● Instrucciones de la tarea:
Reproduce completo el extracto del documento sobre el suicidio en el discurso oficial cubano, sin cambiar ninguna palabra ni signo.
===== Extracto del documento =====
En las despedidas de duelo y en los medios oficiales o se ocultaba o se decía que el suicidio era contrario a los valores revolucionarios. Cuando se intentó suicidar Martínez Sánchez, el presidente Dorticós dijo que su “conducta era injustificable e impropia”, que “no debió estar del todo consciente” y que “los revolucionarios no tenían derecho a disponer de su vida”, que “solo puede ser sacrificada enfrentando al enemigo”.
Luego, cuando fue el propio Dorticós quien se suicidó, José Ramón Machado Ventura despidió el duelo con palabras similares. El suicidio es visto, en las altas esferas cubanas, como un acto de cobardía, que niega la condición intransigente del sujeto revolucionario. En esa incomprensión tal vez se mezclen los componentes católicos y marxistas de la ideología de Estado en Cuba. San Agustín diagnosticaba el suicidio como “crimen” y Marx –padre de una hija y un yerno cubano, suicidas– decía que era un “síntoma del vicio constitutivo de la sociedad moderna”.
===== Extractos de filas =====
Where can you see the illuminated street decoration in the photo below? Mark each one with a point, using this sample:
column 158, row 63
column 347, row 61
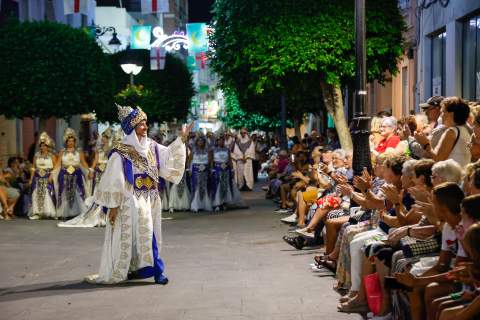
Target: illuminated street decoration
column 176, row 41
column 141, row 36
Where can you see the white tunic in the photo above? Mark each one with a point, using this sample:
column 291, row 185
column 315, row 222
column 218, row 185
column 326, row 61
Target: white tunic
column 128, row 244
column 242, row 155
column 42, row 202
column 70, row 161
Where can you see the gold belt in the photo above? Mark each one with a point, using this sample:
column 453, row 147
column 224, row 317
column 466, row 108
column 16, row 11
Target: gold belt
column 42, row 173
column 146, row 182
column 70, row 169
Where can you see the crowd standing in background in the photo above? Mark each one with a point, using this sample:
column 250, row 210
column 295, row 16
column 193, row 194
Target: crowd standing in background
=====
● Respuesta esperada:
En las despedidas de duelo y en los medios oficiales o se ocultaba o se decía que el suicidio era contrario a los valores revolucionarios. Cuando se intentó suicidar Martínez Sánchez, el presidente Dorticós dijo que su “conducta era injustificable e impropia”, que “no debió estar del todo consciente” y que “los revolucionarios no tenían derecho a disponer de su vida”, que “solo puede ser sacrificada enfrentando al enemigo”.
Luego, cuando fue el propio Dorticós quien se suicidó, José Ramón Machado Ventura despidió el duelo con palabras similares. El suicidio es visto, en las altas esferas cubanas, como un acto de cobardía, que niega la condición intransigente del sujeto revolucionario. En esa incomprensión tal vez se mezclen los componentes católicos y marxistas de la ideología de Estado en Cuba. San Agustín diagnosticaba el suicidio como “crimen” y Marx –padre de una hija y un yerno cubano, suicidas– decía que era un “síntoma del vicio constitutivo de la sociedad moderna”.